# [PARTS OF THE EXERCISE]
(A) In the book announcement, who is credited with the cover art?
(B) List the beings from the stories the author's mother and grandmother told, as named in the book announcement.
(C) Carry on the book announcement from its last sentence.
___ EXTRACT
Once upon a time, I wrote a book.
I was exhausted, dealing with health issues and a bunch of kids-related anxiety–and writing had just stopped being fun. I could tell I was flirting with burnout, because I’d had it before in other settings. I could tell I was going to crash and that it wasn’t going to be pretty when it did happen. But also, stopping writing would have been about as easy as stopping to breathe.
So I decided to write something just for me. A book that I’d feel like sinking into for pleasure: a queer retelling of Beauty and the Beast, except in a setting inspired by Vietnamese folklore–drawing from all those stories my mother and grandmother told me, the ones with scholar-magicians and dragons and kỳ lân and rooster spirits, where words had the weight of magic. Something fun and frothy and feelgood.
Obviously I don’t do fun and frothy very well, because I seem to have ended up with a postcolonial, postapocalyptic Beauty and the Beast, where both are women and the Beast is a dragon (because dragons, and because f/f relationships in SFF need more happy endings!), and where spirits and humans alike are struggling to survive in a world ruined by their former masters. And it wasn’t always feelgood to write: in fact, it was downright uncomfortable, because it ended up being such a weighty and personal story, because I drew on so much that meant so much to me. But it was important. It mattered to me. And that helped me claw my way out of the hole. It helped me find joy and meaning in writing again.
It also ended up being a decidedly awkward length (novel-length but too short for fantasy novel publishers). So I had to make a decision: I could stick it in a drawer for the time being, or I could try self-publishing it. I’d self-published books before but never an original, so the idea of doing self-publishing with this seemed like a super scary experience. A bit like putting out a raw bleeding piece of my heart out there without the backing of traditional publishing.
I went the scary way.
Without further ado I’m very happy to reveal the cover and to open preorders for In the Vanishers’ Palace, which is coming out October 16th from all major retailers. Scroll down for more info!
Cover art by Kelsey Liggett, cover design by Rhiannon Rasmussen-Silverstein and Melanie Ujimori.
Publication date: October 16th from JABberwocky ebooks.
(NB: there will be a print edition, it will drop later in October: basically amazon doesn’t let us list a print book for preorder, so we’ll have to manually publish it around mid-October, and then wait about a week for it to go live. Links will be posted when available)
______
___ ENTRIES SUPPLIED
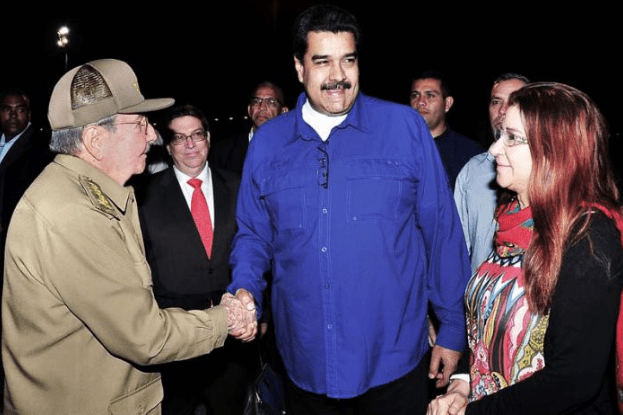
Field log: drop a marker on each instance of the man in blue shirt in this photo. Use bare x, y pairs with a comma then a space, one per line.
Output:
431, 96
345, 199
475, 192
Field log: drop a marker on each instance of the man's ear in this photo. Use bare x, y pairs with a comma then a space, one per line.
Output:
93, 140
300, 69
449, 101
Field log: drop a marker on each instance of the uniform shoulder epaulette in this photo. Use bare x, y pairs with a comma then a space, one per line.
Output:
97, 197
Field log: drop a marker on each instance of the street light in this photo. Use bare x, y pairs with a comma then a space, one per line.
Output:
63, 40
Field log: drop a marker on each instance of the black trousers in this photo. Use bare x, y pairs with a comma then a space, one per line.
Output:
407, 395
218, 380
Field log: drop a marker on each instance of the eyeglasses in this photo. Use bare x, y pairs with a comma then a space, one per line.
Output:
197, 136
142, 124
509, 139
257, 102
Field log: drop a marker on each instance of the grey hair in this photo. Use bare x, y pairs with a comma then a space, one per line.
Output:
69, 140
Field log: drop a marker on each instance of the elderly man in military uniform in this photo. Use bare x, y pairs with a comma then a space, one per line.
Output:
79, 316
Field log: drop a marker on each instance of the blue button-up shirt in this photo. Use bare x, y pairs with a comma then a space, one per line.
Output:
360, 232
475, 197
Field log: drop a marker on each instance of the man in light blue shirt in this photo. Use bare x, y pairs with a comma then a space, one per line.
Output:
346, 201
475, 190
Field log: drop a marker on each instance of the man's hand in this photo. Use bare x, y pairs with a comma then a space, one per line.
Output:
241, 315
443, 363
454, 402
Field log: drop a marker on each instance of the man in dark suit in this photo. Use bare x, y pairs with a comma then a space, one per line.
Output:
266, 102
188, 255
23, 155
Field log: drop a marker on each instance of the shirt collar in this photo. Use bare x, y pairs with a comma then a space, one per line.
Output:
184, 178
357, 118
118, 194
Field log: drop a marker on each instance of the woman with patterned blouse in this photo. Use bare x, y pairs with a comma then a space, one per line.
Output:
542, 309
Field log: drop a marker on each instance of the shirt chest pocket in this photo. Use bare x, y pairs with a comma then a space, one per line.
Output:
283, 191
375, 189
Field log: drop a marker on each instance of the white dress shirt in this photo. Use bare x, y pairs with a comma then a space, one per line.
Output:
206, 187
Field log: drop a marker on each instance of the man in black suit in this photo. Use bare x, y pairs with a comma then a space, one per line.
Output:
23, 155
266, 102
188, 256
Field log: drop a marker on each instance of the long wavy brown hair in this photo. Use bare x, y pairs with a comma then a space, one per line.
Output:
571, 171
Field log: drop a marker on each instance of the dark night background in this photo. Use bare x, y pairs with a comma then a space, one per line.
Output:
211, 53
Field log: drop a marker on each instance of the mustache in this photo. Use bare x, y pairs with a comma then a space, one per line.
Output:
336, 85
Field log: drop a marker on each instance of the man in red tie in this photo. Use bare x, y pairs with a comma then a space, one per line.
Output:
187, 219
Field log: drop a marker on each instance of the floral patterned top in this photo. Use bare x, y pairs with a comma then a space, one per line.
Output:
505, 339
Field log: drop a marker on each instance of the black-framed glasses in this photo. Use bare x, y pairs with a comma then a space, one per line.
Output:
142, 124
257, 102
509, 139
197, 136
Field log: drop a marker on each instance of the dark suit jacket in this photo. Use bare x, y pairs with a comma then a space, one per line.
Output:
19, 167
229, 154
182, 273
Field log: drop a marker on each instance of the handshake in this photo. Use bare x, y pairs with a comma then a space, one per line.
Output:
241, 315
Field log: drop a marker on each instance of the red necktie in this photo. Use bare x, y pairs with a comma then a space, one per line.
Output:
201, 215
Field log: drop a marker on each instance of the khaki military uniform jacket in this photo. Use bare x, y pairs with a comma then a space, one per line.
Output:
78, 314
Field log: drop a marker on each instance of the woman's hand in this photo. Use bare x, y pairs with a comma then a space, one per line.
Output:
453, 402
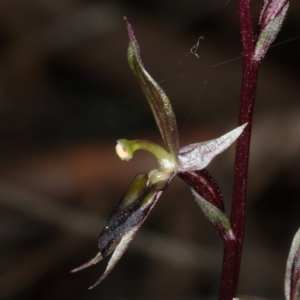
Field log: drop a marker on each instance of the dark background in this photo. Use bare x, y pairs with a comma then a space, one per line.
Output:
67, 94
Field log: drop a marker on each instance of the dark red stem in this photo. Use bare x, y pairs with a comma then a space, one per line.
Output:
233, 249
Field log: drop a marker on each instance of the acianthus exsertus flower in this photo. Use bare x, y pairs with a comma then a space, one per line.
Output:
145, 189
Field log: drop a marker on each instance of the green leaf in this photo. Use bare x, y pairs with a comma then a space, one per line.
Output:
215, 216
292, 274
157, 99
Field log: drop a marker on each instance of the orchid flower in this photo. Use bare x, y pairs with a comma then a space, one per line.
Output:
144, 191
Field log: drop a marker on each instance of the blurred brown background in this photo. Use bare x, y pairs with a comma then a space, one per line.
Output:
66, 96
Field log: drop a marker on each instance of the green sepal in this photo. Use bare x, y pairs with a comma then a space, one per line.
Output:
218, 219
269, 32
157, 98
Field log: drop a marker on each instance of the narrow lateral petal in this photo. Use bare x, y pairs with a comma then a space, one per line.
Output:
157, 98
117, 254
197, 156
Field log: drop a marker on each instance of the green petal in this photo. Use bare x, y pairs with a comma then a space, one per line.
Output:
157, 99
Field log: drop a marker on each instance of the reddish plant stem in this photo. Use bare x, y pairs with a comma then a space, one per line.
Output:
233, 249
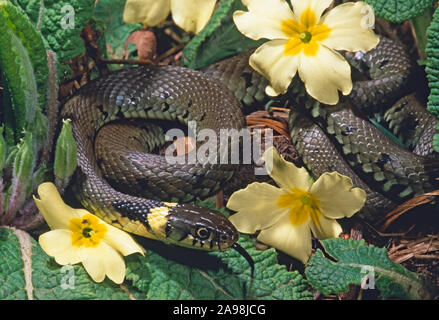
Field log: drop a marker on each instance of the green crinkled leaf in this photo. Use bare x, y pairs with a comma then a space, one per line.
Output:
166, 272
354, 261
223, 275
399, 10
219, 39
432, 69
48, 15
23, 64
48, 279
109, 16
11, 267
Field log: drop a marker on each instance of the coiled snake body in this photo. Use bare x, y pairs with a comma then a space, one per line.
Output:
103, 111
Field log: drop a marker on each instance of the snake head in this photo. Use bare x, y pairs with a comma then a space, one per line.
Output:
200, 228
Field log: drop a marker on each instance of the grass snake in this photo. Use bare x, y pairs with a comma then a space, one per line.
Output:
121, 181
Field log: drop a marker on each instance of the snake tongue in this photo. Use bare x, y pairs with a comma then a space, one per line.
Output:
247, 257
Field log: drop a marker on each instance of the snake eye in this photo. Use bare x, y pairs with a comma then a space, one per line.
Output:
203, 233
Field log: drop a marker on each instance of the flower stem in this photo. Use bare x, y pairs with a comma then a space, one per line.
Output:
15, 201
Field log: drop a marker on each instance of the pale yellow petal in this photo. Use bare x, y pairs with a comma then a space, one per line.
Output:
257, 27
284, 173
325, 74
350, 25
293, 240
256, 207
317, 6
338, 199
103, 261
326, 228
56, 213
271, 62
148, 12
58, 244
122, 241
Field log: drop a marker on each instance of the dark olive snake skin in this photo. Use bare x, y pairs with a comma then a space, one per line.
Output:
328, 138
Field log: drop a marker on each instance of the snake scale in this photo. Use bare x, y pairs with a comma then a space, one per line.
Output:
112, 154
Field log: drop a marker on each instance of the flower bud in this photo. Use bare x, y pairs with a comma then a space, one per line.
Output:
65, 152
25, 159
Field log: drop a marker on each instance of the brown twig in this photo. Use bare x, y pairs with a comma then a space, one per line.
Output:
407, 206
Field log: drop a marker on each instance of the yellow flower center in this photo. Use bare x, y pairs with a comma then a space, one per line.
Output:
87, 231
305, 34
302, 205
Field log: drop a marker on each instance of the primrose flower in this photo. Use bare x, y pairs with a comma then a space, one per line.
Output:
304, 41
78, 236
286, 216
190, 15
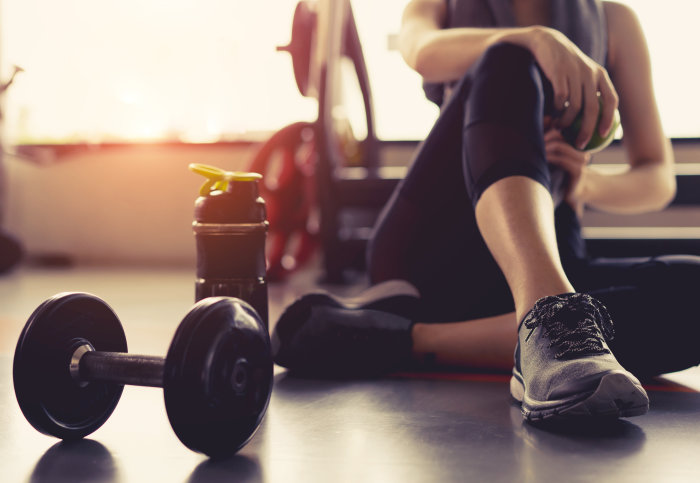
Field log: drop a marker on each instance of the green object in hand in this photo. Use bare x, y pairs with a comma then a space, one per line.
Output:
597, 142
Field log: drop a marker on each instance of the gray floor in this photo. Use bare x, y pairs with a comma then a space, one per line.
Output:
442, 427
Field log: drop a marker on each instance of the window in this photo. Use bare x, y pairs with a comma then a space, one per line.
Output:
208, 70
187, 70
672, 33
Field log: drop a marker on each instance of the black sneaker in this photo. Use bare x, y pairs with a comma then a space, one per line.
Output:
564, 368
324, 335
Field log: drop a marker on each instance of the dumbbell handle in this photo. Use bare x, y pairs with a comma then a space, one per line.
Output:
88, 365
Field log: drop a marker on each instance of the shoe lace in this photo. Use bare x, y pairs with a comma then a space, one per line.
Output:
577, 324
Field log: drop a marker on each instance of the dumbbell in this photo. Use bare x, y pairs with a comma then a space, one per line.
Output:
71, 365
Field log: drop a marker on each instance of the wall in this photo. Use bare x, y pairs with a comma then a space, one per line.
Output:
122, 205
133, 204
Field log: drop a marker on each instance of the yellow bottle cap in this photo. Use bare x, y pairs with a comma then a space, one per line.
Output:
218, 179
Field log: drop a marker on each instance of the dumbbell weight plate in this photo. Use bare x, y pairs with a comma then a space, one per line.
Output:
218, 376
50, 399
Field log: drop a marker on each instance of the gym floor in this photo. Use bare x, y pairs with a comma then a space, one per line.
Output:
403, 428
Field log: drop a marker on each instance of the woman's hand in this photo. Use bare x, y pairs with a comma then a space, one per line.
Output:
577, 82
575, 162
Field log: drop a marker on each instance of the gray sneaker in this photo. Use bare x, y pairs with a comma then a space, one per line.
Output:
564, 368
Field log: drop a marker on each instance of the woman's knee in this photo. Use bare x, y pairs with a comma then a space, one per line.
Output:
507, 83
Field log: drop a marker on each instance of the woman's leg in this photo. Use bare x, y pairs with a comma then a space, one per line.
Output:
515, 217
484, 344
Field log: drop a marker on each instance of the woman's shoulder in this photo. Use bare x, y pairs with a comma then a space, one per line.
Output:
______
# [EXERCISE RESULTS]
(A) Kelsey Liggett.

(B) Scholar-magicians, dragons, kỳ lân, and rooster spirits.

(C)
From the award-winning author of the Dominion of the Fallen series comes a dark retelling of Beauty and the Beast.
In a ruined, devastated world, where the earth is poisoned and beings of nightmares roam the land…
A woman, betrayed, terrified, sold into indenture to pay her village’s debts and struggling to survive in a spirit world.
A dragon, among the last of her kind, cold and aloof but desperately trying to make a difference.
When failed scholar Yên is sold to Vu Côn, one of the last dragons walking the earth, she expects to be tortured or killed for Vu Côn’s amusement.
But Vu Côn, it turns out, has a use for Yên: she needs a scholar to tutor her two unruly children. She takes Yên back to her home, a vast, vertiginous palace-prison where every door can lead to death. Vu Côn seems stern and unbending, but as the days pass Yên comes to see her kinder and caring side. She finds herself dangerously attracted to the dragon who is her master and jailer. In the end, Yên will have to decide where her own happiness lies—and whether it will survive the revelation of Vu Côn’s dark, unspeakable secrets…
Advance praise:
“Another stellar offering by Bodard. Her signature intensity is on display in this tale of people (and dragons) struggling to survive in the ruins of an alien conquest. Emotionally complex relationships interweave with richly drawn and deftly nuanced world-building.”
Kate Elliott, Author of the Court of Fives series
“A transformative experience. With dragons.”
Fran Wilde, Hugo and Nebula nominated author of The Bone Universe and The Gemworld series
“Gorgeously atmospheric queer fantasy (…) like Jane Eyre if Rochester was a woman plus a dragon.”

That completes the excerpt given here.